=== Begin Enclosure ===

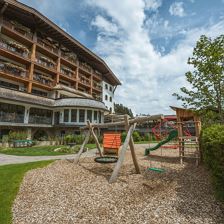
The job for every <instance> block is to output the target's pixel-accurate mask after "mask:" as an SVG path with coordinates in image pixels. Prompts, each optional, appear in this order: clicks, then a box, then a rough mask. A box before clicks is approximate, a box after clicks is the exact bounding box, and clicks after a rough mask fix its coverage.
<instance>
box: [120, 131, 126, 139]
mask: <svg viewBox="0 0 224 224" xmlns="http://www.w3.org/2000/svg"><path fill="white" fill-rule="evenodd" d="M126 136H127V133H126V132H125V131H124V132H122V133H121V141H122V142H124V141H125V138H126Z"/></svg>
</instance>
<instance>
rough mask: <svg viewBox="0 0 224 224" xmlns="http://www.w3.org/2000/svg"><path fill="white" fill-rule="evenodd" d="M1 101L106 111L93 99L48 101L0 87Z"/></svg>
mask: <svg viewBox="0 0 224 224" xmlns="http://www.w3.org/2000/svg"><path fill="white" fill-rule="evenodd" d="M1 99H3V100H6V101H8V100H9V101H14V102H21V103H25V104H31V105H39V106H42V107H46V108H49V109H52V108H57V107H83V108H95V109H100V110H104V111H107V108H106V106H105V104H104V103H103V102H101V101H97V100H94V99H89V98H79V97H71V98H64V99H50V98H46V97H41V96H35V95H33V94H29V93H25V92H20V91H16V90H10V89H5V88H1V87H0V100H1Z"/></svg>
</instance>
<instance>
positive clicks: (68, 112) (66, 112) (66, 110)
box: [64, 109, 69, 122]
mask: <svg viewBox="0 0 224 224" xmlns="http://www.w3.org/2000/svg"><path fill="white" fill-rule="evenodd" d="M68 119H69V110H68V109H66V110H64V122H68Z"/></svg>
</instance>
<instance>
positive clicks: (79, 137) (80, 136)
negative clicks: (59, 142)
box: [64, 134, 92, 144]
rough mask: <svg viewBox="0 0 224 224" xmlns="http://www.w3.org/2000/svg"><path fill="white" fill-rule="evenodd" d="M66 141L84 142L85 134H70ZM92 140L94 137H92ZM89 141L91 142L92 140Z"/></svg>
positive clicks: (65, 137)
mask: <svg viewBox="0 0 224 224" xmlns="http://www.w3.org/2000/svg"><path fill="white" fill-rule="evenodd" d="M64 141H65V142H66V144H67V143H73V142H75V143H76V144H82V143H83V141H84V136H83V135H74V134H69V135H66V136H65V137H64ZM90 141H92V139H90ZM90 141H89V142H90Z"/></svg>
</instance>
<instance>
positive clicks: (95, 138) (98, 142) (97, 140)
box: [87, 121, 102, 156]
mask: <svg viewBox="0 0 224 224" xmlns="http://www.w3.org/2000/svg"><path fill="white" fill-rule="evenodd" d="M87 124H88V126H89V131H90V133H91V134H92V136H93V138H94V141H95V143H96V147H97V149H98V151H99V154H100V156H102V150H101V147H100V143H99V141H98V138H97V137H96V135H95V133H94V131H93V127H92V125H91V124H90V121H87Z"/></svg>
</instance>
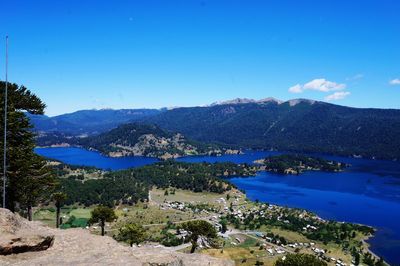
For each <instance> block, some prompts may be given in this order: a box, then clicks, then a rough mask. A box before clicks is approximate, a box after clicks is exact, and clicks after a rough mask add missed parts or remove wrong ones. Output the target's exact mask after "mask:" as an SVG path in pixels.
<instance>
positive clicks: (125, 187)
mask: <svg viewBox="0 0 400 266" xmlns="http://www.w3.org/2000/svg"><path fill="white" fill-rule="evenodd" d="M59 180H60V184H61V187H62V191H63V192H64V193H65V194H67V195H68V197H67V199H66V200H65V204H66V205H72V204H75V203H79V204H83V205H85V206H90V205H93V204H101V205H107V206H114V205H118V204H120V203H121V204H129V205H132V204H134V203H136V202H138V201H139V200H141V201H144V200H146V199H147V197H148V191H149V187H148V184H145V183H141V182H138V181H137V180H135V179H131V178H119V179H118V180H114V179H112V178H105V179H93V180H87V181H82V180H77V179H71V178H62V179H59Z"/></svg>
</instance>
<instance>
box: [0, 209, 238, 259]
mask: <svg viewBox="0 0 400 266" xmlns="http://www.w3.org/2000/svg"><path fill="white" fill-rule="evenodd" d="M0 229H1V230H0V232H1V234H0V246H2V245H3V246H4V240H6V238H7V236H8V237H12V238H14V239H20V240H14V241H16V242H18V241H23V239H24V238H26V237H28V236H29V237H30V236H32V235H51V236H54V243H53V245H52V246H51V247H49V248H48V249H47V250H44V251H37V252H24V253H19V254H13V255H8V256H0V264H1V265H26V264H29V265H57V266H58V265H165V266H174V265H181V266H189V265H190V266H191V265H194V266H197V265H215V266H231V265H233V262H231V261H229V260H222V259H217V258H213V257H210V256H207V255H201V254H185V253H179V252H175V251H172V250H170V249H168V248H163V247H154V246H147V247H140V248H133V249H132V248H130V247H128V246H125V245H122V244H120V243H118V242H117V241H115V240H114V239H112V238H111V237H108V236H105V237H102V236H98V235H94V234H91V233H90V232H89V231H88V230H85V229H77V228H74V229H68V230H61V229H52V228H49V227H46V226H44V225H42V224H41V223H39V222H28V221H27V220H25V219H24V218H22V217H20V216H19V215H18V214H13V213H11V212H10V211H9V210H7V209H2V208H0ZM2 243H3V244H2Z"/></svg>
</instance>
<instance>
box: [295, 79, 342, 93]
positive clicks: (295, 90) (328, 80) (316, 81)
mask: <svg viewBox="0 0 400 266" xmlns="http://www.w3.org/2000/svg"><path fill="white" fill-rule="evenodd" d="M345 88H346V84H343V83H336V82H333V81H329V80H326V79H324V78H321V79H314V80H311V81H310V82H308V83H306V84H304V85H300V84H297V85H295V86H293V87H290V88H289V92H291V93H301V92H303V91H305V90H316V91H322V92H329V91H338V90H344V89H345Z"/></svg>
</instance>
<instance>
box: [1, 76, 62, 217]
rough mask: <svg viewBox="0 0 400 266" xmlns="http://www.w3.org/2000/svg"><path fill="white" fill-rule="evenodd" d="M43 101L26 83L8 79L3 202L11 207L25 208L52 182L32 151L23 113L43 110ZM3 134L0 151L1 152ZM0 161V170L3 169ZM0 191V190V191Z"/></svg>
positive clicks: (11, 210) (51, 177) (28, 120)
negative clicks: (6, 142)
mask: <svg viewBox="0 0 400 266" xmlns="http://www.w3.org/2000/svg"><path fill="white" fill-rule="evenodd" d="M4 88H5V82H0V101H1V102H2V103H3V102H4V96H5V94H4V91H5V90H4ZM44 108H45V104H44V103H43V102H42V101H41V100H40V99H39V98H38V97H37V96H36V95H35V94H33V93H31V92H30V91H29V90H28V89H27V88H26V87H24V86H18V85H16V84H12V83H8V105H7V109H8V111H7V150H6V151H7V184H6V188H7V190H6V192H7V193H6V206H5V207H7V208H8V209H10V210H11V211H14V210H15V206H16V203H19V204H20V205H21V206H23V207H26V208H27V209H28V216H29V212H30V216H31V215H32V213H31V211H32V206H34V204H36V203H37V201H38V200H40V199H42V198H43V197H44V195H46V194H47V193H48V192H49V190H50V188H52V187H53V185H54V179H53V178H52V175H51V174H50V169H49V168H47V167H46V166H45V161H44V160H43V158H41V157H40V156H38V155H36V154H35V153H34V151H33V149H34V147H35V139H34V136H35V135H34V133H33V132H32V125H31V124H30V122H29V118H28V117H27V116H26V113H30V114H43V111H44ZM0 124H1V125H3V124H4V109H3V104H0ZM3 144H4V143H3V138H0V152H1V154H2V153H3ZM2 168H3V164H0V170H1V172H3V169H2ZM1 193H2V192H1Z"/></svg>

=== End Enclosure ===
=== Begin Enclosure ===

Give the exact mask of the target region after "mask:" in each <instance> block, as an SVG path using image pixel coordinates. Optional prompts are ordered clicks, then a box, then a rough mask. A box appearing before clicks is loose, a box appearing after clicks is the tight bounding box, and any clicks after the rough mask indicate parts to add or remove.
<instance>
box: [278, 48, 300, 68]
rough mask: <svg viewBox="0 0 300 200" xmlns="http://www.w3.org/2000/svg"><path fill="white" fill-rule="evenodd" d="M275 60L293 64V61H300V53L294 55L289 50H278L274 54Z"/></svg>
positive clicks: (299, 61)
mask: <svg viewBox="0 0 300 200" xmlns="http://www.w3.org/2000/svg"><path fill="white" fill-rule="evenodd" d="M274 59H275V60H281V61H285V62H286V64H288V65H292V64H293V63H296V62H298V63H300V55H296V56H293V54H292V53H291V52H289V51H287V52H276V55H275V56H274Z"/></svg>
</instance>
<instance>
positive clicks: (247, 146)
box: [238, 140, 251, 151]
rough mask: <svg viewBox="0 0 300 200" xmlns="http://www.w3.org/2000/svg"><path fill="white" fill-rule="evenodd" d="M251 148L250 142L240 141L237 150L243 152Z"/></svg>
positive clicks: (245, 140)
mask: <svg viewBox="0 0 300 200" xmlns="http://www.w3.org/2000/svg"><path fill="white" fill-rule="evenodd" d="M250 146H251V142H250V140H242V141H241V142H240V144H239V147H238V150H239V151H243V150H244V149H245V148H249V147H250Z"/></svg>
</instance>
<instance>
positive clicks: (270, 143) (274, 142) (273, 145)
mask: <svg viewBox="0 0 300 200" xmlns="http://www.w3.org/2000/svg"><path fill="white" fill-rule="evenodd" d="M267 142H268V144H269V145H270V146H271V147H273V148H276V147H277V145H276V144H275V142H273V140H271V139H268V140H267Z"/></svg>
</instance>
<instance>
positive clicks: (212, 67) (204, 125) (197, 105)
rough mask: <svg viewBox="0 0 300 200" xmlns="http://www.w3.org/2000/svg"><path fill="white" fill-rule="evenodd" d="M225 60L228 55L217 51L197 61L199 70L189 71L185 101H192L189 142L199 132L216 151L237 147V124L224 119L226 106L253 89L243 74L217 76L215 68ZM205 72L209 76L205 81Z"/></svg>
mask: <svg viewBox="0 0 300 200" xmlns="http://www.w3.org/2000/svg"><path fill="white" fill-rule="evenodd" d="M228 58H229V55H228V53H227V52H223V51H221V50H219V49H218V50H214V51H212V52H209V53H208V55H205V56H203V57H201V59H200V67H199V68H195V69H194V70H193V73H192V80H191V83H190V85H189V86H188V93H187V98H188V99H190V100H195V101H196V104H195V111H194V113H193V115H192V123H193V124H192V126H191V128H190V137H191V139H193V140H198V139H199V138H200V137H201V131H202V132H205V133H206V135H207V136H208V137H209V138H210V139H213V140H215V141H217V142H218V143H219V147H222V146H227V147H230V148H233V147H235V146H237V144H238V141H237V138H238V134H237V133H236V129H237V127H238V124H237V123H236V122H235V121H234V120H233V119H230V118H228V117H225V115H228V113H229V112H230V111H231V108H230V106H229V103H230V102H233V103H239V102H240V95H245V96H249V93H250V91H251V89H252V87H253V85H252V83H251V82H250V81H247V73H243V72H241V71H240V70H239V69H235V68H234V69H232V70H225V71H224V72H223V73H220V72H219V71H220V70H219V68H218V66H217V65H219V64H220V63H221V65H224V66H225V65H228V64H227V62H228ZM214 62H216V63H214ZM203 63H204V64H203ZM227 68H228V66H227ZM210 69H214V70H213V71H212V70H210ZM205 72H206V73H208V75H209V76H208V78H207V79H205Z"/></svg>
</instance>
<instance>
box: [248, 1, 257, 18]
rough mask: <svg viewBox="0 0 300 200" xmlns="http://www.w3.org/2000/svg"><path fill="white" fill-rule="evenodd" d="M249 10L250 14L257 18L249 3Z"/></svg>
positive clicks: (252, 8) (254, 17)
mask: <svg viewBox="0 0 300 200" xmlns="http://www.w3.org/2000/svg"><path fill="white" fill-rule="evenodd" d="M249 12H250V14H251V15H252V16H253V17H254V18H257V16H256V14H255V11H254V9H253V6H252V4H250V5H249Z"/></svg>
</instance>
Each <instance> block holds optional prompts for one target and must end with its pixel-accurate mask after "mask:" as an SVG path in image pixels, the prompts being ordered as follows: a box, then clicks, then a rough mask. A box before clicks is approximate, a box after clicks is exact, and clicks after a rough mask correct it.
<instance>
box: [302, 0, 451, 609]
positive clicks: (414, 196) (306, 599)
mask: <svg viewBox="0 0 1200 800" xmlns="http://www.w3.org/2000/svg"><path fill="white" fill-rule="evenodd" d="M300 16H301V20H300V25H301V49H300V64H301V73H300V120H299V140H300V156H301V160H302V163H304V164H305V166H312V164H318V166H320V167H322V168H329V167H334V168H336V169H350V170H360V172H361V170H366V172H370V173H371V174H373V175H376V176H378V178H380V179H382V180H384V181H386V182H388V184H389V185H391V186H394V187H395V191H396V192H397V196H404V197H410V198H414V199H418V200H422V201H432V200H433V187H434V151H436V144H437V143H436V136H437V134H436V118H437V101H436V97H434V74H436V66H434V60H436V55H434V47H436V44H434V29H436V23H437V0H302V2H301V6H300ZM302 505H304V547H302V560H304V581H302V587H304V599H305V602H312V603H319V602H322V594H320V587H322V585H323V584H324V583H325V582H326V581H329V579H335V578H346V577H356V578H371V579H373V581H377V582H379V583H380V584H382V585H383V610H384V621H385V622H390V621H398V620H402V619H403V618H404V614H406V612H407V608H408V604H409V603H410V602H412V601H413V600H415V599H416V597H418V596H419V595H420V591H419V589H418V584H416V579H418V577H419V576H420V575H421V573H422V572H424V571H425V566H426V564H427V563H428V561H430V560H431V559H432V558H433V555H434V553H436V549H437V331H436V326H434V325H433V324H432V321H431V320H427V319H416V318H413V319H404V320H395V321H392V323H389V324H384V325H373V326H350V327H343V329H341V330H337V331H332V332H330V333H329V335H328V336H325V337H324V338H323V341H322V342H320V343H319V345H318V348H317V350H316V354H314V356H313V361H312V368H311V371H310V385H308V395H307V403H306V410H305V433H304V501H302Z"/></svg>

=== End Enclosure ===
=== Begin Enclosure ===

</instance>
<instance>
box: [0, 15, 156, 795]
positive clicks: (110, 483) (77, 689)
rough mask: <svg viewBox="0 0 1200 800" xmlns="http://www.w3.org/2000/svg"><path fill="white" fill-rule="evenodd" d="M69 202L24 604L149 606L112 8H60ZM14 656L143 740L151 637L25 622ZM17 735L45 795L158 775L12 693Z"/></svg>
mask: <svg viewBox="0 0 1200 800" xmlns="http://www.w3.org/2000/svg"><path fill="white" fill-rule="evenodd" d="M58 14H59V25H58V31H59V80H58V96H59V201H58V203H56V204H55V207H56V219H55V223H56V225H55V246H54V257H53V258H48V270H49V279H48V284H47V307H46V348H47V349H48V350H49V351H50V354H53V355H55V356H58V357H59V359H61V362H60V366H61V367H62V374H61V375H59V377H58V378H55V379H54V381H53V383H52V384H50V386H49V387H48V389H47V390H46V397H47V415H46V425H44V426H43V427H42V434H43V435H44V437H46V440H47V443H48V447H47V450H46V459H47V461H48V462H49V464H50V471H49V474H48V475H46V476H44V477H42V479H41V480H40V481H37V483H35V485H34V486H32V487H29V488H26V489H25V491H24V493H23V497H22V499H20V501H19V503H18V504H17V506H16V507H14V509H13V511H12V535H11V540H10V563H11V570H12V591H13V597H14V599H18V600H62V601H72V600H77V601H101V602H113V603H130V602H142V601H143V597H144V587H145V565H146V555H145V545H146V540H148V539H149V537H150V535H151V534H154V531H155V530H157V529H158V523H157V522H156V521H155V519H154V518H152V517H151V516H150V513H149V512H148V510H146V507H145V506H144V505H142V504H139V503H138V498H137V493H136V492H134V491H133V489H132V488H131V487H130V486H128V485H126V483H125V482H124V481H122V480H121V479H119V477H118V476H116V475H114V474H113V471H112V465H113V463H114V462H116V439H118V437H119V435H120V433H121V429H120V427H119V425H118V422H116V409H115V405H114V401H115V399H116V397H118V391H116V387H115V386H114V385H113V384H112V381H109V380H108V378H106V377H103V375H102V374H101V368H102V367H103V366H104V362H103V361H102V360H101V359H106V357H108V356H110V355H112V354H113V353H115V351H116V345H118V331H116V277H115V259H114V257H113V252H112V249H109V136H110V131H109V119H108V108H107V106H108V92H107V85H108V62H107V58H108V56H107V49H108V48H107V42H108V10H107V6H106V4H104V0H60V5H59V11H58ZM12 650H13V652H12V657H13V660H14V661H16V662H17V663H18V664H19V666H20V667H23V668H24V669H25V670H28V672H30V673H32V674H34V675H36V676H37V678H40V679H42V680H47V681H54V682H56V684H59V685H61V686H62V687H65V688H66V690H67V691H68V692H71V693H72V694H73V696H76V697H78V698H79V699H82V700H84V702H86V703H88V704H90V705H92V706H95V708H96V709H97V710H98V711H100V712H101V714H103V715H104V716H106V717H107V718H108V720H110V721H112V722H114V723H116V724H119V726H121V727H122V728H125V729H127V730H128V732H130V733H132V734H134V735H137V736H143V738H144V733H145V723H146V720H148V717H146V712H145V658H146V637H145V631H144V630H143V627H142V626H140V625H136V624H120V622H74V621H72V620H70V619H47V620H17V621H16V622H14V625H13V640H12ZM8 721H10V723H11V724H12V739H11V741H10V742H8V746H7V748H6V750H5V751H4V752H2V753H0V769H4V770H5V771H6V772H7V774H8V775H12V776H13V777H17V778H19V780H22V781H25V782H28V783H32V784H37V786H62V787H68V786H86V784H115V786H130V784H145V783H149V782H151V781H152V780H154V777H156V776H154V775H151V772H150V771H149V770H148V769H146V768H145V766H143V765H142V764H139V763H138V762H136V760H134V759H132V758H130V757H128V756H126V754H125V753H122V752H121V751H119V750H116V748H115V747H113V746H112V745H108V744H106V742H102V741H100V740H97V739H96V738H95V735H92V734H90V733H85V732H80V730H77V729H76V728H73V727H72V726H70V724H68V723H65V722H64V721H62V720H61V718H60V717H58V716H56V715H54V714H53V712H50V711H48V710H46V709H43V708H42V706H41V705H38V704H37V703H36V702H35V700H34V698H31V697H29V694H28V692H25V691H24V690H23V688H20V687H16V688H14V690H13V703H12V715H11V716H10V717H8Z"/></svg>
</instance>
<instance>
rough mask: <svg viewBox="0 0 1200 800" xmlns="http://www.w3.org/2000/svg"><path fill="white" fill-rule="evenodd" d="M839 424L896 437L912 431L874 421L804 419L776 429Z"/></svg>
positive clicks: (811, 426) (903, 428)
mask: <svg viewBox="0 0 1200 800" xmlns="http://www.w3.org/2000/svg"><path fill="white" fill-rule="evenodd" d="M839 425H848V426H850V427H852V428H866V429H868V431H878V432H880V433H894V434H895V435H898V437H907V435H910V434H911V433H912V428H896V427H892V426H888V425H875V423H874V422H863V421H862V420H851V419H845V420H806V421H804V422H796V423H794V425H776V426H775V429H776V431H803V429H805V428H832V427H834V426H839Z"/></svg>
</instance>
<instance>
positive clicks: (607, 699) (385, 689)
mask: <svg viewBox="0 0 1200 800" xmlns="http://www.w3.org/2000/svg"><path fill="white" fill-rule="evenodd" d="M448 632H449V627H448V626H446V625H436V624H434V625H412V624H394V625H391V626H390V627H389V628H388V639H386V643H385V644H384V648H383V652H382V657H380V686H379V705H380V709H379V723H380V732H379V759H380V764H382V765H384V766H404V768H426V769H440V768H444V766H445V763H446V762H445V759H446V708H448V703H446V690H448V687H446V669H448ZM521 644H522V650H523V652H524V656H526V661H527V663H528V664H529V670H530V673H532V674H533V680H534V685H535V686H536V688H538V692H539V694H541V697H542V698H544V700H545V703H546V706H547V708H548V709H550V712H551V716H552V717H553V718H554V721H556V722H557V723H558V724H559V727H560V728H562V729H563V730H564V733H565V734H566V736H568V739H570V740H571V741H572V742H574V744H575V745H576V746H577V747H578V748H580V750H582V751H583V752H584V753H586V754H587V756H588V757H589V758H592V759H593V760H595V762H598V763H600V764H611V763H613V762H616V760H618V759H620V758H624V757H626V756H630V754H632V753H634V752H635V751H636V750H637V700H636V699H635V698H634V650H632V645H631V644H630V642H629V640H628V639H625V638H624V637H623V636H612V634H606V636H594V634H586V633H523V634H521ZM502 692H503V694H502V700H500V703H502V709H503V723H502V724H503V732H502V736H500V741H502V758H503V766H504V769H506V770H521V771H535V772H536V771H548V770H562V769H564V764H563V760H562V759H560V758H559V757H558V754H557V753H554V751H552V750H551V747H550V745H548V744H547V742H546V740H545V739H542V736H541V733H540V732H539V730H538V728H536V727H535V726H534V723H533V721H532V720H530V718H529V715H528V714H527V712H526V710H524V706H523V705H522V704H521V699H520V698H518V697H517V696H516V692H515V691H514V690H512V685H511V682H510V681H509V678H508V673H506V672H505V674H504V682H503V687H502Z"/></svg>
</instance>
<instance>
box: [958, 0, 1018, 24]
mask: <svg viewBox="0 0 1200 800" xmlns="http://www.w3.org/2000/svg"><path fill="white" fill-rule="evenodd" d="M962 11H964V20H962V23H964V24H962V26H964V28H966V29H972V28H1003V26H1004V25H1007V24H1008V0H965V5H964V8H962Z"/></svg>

=== End Enclosure ===

* What you need to do
Only the number is wanted here. Please work out how many lines of the records contain "with".

* Response to the exercise
2